Given text

========================================================================

As shown in FIG. 25A, if the period to write the video signals in the pixels of one row on the display screen is set as one horizontal period, two gate lines are selected sequentially in the one horizontal period. That is, if the period in which one gate line is selected is set to one scanning period, the one horizontal period is equivalent to two scanning periods (one scanning period is equivalent to the half horizontal period mentioned above). The two gate lines to be selected in the one horizontal period are switched sequentially for every horizontal period in each field. At this moment, as shown in FIG. 25B, the TFTs 202 connected to the selected gate line are turned on, and the video signals Vsigs applied from the source lines are written to the corresponding pixels 200. Accordingly, the write timing of the pixel F (G-first) becomes WG, and the write timing of pixel L (R-later) becomes WR in FIG. 25B. The pixel electrical potential written at the write timing is maintained until that pixel is re-written in the next field.
FIG. 25B illustrates pixel electrical potential waveforms in an ideal state when the inter-pixel parasitic capacitance 204 is “0”. However, as mentioned above, the inconvenience of the occurrence of the capacitance 204 is generated at the point between pixels with no source line. FIG. 26A is a view illustrating the pixel electrical potential waveforms under the same voltage conditions as those of FIG. 25B with the capacitance 204 taken into consideration. FIG. 26B is a view illustrating the pixel electrical potential waveform in the case in which the amplitude of the common voltage Vcom is set to 5.0V, the write voltage of the pixel F (G-first) is set to 2.0V against the common voltage Vcom, and the write voltage of the pixel L (R-later) is set to 1.0V (white, bright), when the capacitance 204 is taken into account.

========================================================================

Dataset content

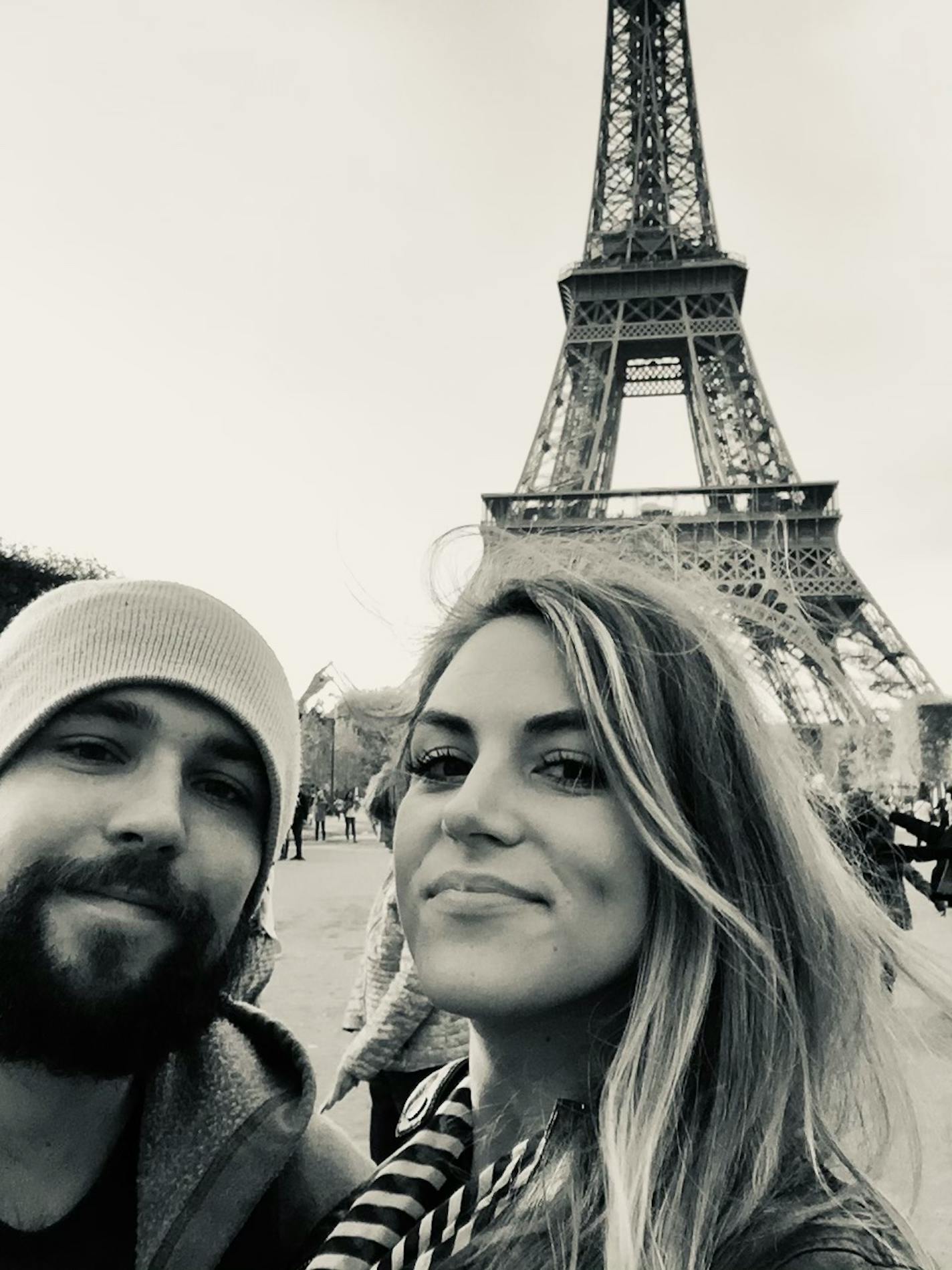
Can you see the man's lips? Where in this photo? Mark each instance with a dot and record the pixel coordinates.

========================================================================

Tasks to carry out
(a) According to the passage on pixel write timing, why is one horizontal period equivalent to two scanning periods? Answer in one to three sentences.
(b) Supply what follows the final sentence of the passage on pixel write timing.
The data have no connection to the passage on pixel write timing.

Answers provided
(a) Two gate lines are selected one after the other within a single horizontal period. One scanning period is the time in which one gate line is selected, so one horizontal period contains two scanning periods, and each scanning period is half a horizontal period.

(b)
As shown in FIG. 26A and FIG. 26B, at the pixel F (G-first), the pixel electrical potential written by selecting the gate line G1 shifts to the direction going away from the common voltage Vcom (direction getting dark) by an electrical potential variation Vc in writing the pixel L (R-later) by selecting the gate line G2. The height of the variation Vc is expressed by the following equation (Eq.) (1):Vc=(Vsig(Fn-1)+Vsig(Fn))×Cpp/(Cs+Clc+Cpp)×α  (1)
In Eq. (1), “Vsig(Fn)” is the write voltage of the pixel L (R-later) in a current field, and “Vsig(Fn-1)” is the write voltage of the pixel L (R-later) in the preceding field. Therefore, in the case of FIG. 26A, “Vsig(Fn-1)+Vsig(Fn)=8.0V” is satisfied, and in the case of FIG. 26B, “Vsig(Fn-1)+Vsig(Fn)=2.0V” is satisfied. Cpp is a capacitance value of the parasitic capacitance 204, Cs is a capacitance value of the auxiliary capacitance Cs, Clc is a capacitance value of the liquid crystal capacitance Clc, and a is a proportional factor whose value is determined in accordance with a panel structure, etc.
As described above, the larger the value of “Vsig(Fn-1)+Vsig(Fn)” is, the larger the value Vc of electrical potential variation becomes, and it does not depend on the magnitude of the amplitude of the common voltage Vcom.
The description above has described the case of the horizontal line inversion driving which differs in polarity of the common voltage Vcom (polarity of a voltage to be applied to a liquid crystal) among pixels adjacent to one another in the direction along the source line. That is, the description is the case in which, for instance, in FIG. 21, the polarity of the common voltage Vcom is inverted for the pixels connected to the gate line G3 or G4 with respect to the pixels connected to the gate line G1 or G2, and is similarly inverted for the pixels connected to the gate line G5 or G6 with respect to the pixels connected to the gate line G3 or G4, and is inverted for the pixels connected to the gate line G7 or G8 with respect to the pixels connected to the gate line G5 or G6.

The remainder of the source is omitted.